-- START OF Provided data --

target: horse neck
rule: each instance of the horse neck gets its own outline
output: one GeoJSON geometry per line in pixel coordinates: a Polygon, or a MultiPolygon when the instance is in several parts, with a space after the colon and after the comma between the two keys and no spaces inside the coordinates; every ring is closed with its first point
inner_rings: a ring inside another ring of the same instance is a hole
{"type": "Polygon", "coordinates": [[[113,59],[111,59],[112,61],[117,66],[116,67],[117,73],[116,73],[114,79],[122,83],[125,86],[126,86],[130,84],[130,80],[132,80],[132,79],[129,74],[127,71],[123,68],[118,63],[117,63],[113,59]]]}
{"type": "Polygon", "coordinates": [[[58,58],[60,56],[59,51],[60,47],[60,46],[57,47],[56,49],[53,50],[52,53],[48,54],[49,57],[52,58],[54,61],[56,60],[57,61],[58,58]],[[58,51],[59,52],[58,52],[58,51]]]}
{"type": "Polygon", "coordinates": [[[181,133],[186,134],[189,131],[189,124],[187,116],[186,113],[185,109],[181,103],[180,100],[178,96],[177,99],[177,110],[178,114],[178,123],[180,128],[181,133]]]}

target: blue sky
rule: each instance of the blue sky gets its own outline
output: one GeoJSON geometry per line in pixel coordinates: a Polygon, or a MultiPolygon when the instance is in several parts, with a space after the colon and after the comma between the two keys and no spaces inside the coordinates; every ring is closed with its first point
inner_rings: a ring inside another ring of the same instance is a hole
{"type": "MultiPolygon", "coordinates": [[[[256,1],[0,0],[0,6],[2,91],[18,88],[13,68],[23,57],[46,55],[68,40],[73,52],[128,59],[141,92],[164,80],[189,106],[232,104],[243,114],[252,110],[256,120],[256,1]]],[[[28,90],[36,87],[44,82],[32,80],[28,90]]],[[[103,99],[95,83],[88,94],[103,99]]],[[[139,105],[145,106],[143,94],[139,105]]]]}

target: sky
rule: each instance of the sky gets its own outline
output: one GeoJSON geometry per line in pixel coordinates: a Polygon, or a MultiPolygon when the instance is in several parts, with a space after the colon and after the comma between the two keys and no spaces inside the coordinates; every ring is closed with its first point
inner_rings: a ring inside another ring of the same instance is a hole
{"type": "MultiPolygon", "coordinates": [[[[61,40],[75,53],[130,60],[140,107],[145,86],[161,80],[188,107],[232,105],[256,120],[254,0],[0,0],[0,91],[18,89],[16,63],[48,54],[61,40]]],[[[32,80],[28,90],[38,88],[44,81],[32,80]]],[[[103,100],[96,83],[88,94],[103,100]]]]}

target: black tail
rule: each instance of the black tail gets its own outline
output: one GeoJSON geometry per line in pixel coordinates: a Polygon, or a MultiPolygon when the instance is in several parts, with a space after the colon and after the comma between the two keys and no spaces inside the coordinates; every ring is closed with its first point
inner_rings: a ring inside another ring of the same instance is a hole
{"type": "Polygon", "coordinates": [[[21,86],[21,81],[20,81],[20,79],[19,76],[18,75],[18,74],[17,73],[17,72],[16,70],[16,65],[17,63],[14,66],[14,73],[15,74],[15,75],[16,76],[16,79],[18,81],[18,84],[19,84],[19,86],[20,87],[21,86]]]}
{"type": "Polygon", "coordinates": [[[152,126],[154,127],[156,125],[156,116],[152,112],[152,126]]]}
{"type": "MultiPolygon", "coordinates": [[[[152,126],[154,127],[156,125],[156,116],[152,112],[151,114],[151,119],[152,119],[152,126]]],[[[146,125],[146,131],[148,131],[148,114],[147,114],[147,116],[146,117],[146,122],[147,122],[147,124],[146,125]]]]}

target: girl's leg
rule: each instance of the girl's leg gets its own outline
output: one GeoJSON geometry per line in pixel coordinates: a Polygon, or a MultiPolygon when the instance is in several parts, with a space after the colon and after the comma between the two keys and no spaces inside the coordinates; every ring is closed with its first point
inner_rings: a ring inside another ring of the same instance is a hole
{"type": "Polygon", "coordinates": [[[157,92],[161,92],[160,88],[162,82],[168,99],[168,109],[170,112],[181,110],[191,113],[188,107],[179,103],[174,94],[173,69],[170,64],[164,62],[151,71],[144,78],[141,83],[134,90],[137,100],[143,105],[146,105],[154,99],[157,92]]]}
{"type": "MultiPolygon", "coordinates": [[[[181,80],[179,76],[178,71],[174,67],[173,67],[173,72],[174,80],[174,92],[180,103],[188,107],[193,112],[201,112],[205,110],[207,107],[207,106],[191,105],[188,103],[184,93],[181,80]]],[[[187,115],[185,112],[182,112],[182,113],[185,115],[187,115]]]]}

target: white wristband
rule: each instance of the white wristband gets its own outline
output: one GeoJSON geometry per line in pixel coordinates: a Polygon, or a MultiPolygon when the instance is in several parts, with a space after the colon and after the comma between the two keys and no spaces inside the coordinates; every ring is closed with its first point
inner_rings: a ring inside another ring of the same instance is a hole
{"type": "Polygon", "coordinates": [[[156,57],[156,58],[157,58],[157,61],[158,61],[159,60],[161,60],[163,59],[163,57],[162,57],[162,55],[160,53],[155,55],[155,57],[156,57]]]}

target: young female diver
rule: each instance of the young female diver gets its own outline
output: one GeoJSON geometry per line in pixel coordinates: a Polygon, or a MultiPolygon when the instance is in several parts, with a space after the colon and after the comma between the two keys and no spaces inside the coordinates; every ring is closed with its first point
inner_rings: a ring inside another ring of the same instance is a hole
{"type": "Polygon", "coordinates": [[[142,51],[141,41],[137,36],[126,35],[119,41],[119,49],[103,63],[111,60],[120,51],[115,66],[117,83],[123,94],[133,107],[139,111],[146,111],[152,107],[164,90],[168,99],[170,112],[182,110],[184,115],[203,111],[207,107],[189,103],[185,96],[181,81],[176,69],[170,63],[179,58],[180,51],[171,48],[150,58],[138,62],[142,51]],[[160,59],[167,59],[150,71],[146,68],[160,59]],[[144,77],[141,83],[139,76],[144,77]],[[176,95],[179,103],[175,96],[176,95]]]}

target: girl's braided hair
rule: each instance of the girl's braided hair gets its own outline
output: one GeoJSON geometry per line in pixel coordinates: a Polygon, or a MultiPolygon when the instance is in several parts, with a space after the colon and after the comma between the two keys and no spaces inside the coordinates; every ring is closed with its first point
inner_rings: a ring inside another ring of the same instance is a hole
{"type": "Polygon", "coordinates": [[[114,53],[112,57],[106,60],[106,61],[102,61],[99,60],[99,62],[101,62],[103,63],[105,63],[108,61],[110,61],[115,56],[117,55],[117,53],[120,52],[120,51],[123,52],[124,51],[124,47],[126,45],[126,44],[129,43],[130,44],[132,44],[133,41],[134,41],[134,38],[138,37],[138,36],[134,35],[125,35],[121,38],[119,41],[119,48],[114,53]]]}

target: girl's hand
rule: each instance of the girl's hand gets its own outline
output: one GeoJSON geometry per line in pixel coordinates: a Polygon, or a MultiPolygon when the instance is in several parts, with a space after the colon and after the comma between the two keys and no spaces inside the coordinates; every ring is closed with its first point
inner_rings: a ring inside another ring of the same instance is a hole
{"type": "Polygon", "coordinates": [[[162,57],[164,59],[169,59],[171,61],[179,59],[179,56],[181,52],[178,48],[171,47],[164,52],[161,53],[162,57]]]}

-- END OF Provided data --

■ **Given problem**
Using the entries above, please restate each one word for word.

■ **Solution for this problem**
target: horse neck
rule: each instance of the horse neck gets its own outline
output: one GeoJSON geometry per line in pixel coordinates: a Polygon, or a MultiPolygon when the instance is in several parts, with a space after the colon and after the comma between the two keys and no spaces inside the coordinates; every ring is closed with its first point
inner_rings: a ring inside another ring of the same instance is a hole
{"type": "Polygon", "coordinates": [[[113,59],[111,59],[112,61],[117,66],[116,67],[117,73],[116,73],[114,79],[122,83],[125,86],[126,86],[130,84],[130,80],[132,80],[132,79],[129,74],[127,71],[123,68],[118,63],[117,63],[113,59]]]}
{"type": "Polygon", "coordinates": [[[58,58],[60,56],[59,51],[60,47],[60,46],[57,47],[56,49],[53,50],[52,53],[48,54],[49,57],[52,58],[54,61],[56,60],[57,61],[58,58]],[[58,51],[59,52],[58,52],[58,51]]]}
{"type": "Polygon", "coordinates": [[[181,133],[186,134],[189,131],[189,124],[187,116],[186,113],[185,109],[181,103],[180,100],[178,96],[177,99],[177,110],[178,114],[178,123],[180,128],[181,133]]]}

target: blue sky
rule: each instance of the blue sky gets its own outline
output: one GeoJSON geometry per line in pixel coordinates: a Polygon, or a MultiPolygon when the instance is in several parts, with a space after the colon and after the comma between the two keys and no spaces inside the coordinates; every ring is closed with its first point
inner_rings: a ring inside another ring of the same instance is a hole
{"type": "MultiPolygon", "coordinates": [[[[256,1],[0,0],[0,6],[2,91],[18,88],[13,68],[23,57],[46,55],[68,40],[73,52],[128,59],[141,92],[164,80],[189,106],[232,104],[243,114],[252,110],[256,120],[256,1]]],[[[28,90],[36,87],[44,82],[32,80],[28,90]]],[[[103,99],[95,83],[88,94],[103,99]]],[[[139,105],[145,106],[143,94],[139,105]]]]}

target: sky
rule: each instance of the sky gets its own outline
output: one GeoJSON geometry per line in pixel coordinates: a Polygon, or a MultiPolygon when the instance is in several parts, with a space after the colon and after the comma between the two keys and no spaces inside the coordinates; every ring is closed with its first point
inner_rings: a ring inside another ring of the same instance is a hole
{"type": "MultiPolygon", "coordinates": [[[[61,40],[75,53],[130,60],[140,107],[145,86],[161,80],[188,107],[232,105],[256,120],[254,0],[0,0],[0,91],[18,89],[16,63],[48,54],[61,40]]],[[[32,80],[28,90],[38,88],[44,81],[32,80]]],[[[103,100],[96,83],[88,94],[103,100]]]]}

target: black tail
rule: each instance of the black tail gets its own outline
output: one GeoJSON geometry per line in pixel coordinates: a Polygon, or a MultiPolygon when the instance is in several parts, with a space after the colon and after the comma between the two keys and no spaces inside the coordinates; every ring is closed with its first point
inner_rings: a ring inside another ring of the same instance is a hole
{"type": "Polygon", "coordinates": [[[21,86],[21,81],[20,81],[20,79],[19,76],[18,75],[18,74],[17,73],[17,72],[16,70],[16,65],[17,63],[14,66],[14,73],[15,74],[15,75],[16,76],[16,79],[18,81],[18,84],[19,84],[19,86],[20,87],[21,86]]]}
{"type": "Polygon", "coordinates": [[[152,126],[154,127],[156,125],[156,116],[152,112],[152,126]]]}
{"type": "MultiPolygon", "coordinates": [[[[152,126],[154,127],[156,125],[156,116],[152,112],[151,114],[151,119],[152,119],[152,126]]],[[[146,125],[146,131],[148,131],[148,114],[147,114],[147,116],[146,117],[146,122],[147,122],[147,124],[146,125]]]]}

target: girl's leg
rule: each instance of the girl's leg gets its own outline
output: one GeoJSON geometry per line in pixel coordinates: a Polygon, or a MultiPolygon when the instance is in several parts, with a space after the colon and after the comma between the two keys and no spaces inside the coordinates; every ring is closed with its first point
inner_rings: a ring inside another ring of the same instance is a hole
{"type": "Polygon", "coordinates": [[[157,92],[161,92],[160,88],[162,82],[168,99],[168,109],[170,112],[181,110],[191,113],[188,107],[179,103],[174,94],[173,69],[170,64],[164,62],[151,71],[144,78],[141,83],[134,90],[137,100],[143,105],[146,105],[154,99],[157,92]]]}
{"type": "MultiPolygon", "coordinates": [[[[181,80],[179,76],[178,71],[174,67],[173,67],[173,72],[174,80],[174,92],[180,103],[188,107],[193,112],[201,112],[205,110],[207,107],[207,106],[191,105],[188,103],[184,93],[181,80]]],[[[187,115],[185,112],[182,112],[182,113],[185,115],[187,115]]]]}

target: white wristband
rule: each instance of the white wristband gets its own outline
output: one GeoJSON geometry per line in pixel coordinates: a Polygon, or a MultiPolygon when the instance is in several parts, with a space after the colon and after the comma between the two keys and no spaces inside the coordinates; every ring is closed with its first point
inner_rings: a ring inside another ring of the same instance is a hole
{"type": "Polygon", "coordinates": [[[156,57],[156,58],[157,58],[157,61],[158,61],[159,60],[161,60],[163,59],[163,57],[162,57],[162,55],[160,53],[155,55],[155,57],[156,57]]]}

target: young female diver
rule: each instance of the young female diver gets its own outline
output: one GeoJSON geometry per line in pixel coordinates: a Polygon, or a MultiPolygon when the instance is in several parts, with a space after the colon and after the comma between the two keys and no spaces inside the coordinates; every ring is closed with its first point
inner_rings: a ring inside another ring of the same instance is a hole
{"type": "Polygon", "coordinates": [[[142,51],[141,41],[137,36],[126,35],[119,41],[119,49],[103,63],[111,60],[120,51],[115,66],[117,83],[123,94],[133,107],[139,111],[146,111],[152,107],[164,90],[168,99],[170,112],[182,110],[184,115],[203,111],[207,107],[189,103],[185,96],[181,81],[176,69],[170,63],[179,58],[180,51],[171,48],[150,58],[138,62],[142,51]],[[160,59],[167,59],[150,71],[146,68],[160,59]],[[144,77],[141,83],[139,76],[144,77]],[[176,95],[179,103],[175,96],[176,95]]]}

target: girl's braided hair
rule: each instance of the girl's braided hair gets its own outline
output: one GeoJSON geometry per line in pixel coordinates: a Polygon, or a MultiPolygon when the instance is in several parts, with a space after the colon and after the comma between the two keys and no spaces inside the coordinates; every ring is closed with its first point
inner_rings: a ring inside another ring of the same instance is a hole
{"type": "Polygon", "coordinates": [[[114,53],[112,57],[106,60],[106,61],[102,61],[99,60],[99,62],[101,62],[103,63],[105,63],[108,61],[110,61],[115,56],[117,55],[117,53],[120,52],[120,51],[123,52],[124,51],[124,47],[126,45],[126,44],[129,43],[130,44],[132,44],[133,41],[134,41],[134,38],[138,37],[138,36],[134,35],[125,35],[121,38],[119,41],[119,48],[114,53]]]}

target: girl's hand
rule: each instance of the girl's hand gets its own outline
output: one GeoJSON geometry per line in pixel coordinates: a Polygon, or a MultiPolygon when the instance is in several parts, with a space after the colon and after the comma between the two keys and no spaces inside the coordinates; every ring is closed with its first point
inner_rings: a ring inside another ring of the same instance is a hole
{"type": "Polygon", "coordinates": [[[162,57],[164,59],[169,59],[171,61],[179,59],[179,56],[181,52],[178,48],[171,47],[164,52],[161,53],[162,57]]]}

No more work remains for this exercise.